Records for this exercise:
- - - -
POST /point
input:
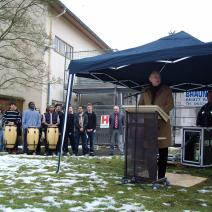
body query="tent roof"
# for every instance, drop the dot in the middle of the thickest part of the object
(133, 65)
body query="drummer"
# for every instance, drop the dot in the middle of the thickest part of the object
(50, 119)
(13, 116)
(31, 118)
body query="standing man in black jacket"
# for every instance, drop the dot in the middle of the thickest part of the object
(81, 126)
(70, 130)
(91, 127)
(58, 110)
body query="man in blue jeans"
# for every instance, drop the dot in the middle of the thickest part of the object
(1, 131)
(31, 118)
(81, 126)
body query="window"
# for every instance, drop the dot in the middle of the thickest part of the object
(63, 48)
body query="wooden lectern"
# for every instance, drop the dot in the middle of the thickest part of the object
(141, 137)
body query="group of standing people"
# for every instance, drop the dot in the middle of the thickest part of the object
(80, 125)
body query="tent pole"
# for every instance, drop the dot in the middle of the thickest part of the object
(68, 99)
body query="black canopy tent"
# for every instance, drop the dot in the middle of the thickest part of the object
(184, 61)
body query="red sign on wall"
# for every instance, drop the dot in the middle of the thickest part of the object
- - - -
Required work: Output the records above exactly; leave out the pictures.

Solution to the exercise:
POST /point
input:
body query="tent roof"
# for every instance, drop the dot in the middle of the thickest part of the object
(133, 65)
body query="drummer"
# for every instance, drop the dot in the middle of the thickest part of the object
(50, 119)
(13, 116)
(31, 118)
body query="standing man in black jacket"
# for every instance, drop the dot in the middle of the thickest part of the object
(81, 126)
(70, 130)
(91, 127)
(58, 110)
body query="man in blue jeans"
# for every instance, drop the dot in the middle of the thickest part of the object
(1, 131)
(31, 118)
(81, 126)
body query="window"
# for every instance, drop the dot in the middle of the thickest part of the object
(63, 48)
body query="wooden lectern"
# for every instance, drop the dot in the middle of the thickest part of the object
(141, 137)
body query="group of standing people"
# for every instance, drop the dot in the middle of the thickest part of the object
(80, 125)
body query="tent pole"
# for every instance, drop the dot in the middle of the thickest part of the object
(68, 99)
body query="black canopy tent"
# for every instance, drop the dot in the middle of the thickest part of the object
(184, 61)
body query="red sign on wall"
# for every instance, drop the dot in the middle of the thickest part of the object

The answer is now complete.